Instructions to follow: Each line with the word "bird" must appear in the answer, copied from the records.

================================

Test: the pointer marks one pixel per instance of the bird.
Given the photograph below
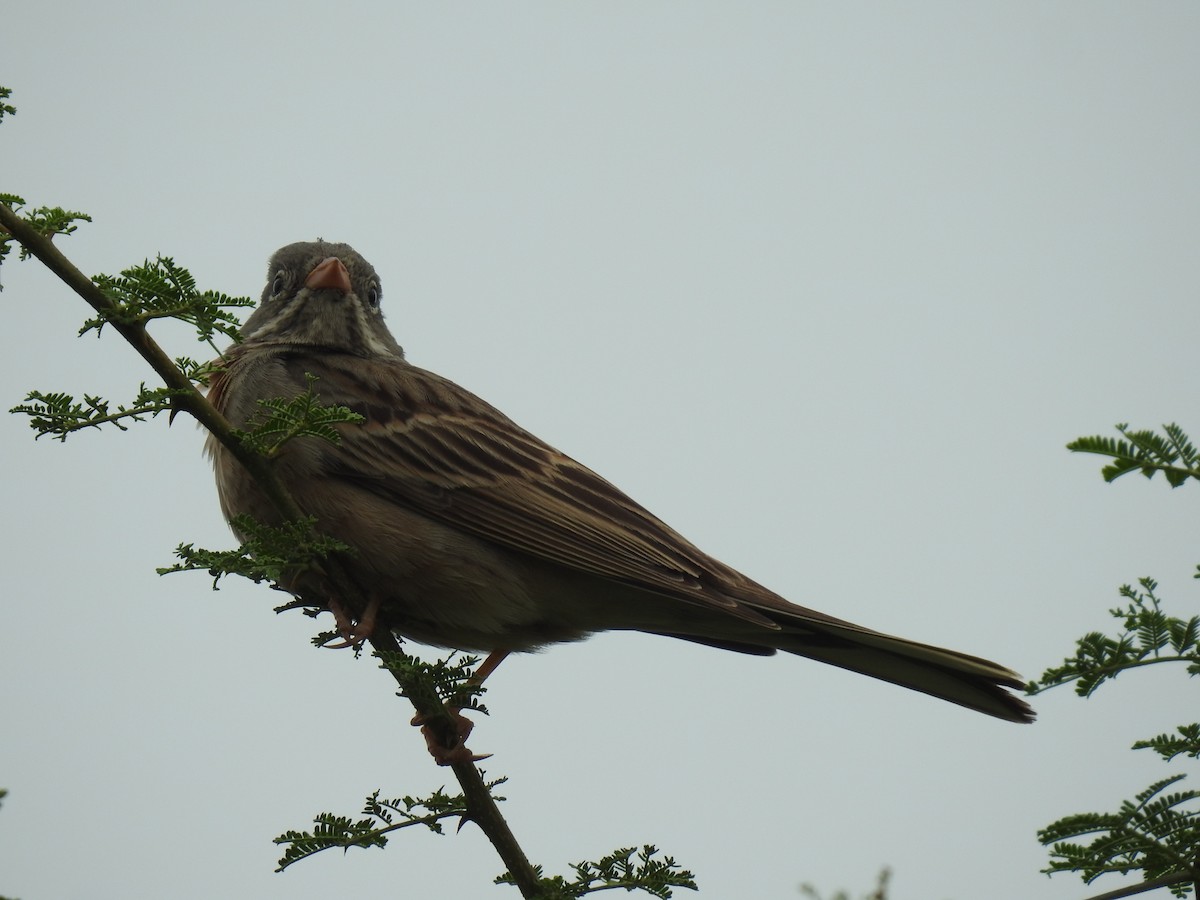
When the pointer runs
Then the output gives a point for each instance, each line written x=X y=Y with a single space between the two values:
x=468 y=532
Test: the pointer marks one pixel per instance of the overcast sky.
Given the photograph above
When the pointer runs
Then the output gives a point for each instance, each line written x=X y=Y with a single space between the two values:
x=826 y=286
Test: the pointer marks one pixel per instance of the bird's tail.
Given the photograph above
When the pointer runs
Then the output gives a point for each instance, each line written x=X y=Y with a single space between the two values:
x=969 y=681
x=957 y=677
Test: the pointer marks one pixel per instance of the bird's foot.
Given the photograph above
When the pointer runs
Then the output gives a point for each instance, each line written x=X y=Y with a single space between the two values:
x=353 y=633
x=443 y=751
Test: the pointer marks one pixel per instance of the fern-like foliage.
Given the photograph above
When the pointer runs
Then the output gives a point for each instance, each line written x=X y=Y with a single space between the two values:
x=265 y=553
x=282 y=420
x=160 y=289
x=879 y=893
x=5 y=107
x=47 y=220
x=445 y=681
x=59 y=414
x=1186 y=742
x=1157 y=834
x=379 y=817
x=1149 y=636
x=1146 y=451
x=628 y=869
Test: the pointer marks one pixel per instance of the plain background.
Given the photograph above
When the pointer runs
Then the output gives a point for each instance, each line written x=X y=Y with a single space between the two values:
x=826 y=286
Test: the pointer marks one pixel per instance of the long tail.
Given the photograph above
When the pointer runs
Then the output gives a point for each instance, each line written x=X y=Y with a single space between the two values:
x=969 y=681
x=957 y=677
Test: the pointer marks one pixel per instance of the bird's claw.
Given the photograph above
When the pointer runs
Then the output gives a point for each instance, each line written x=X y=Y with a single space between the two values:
x=354 y=634
x=435 y=738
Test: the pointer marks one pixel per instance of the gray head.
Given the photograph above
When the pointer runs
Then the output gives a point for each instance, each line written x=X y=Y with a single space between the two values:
x=321 y=294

================================

Written solution:
Test: the pointer marks one pixel per instance of the bird.
Test: the pointer marks one pixel per instance of the bird's tail.
Test: the pointer marks one pixel per instance of the bird's foot.
Test: the pointer marks one pixel per instance of the bird's claw.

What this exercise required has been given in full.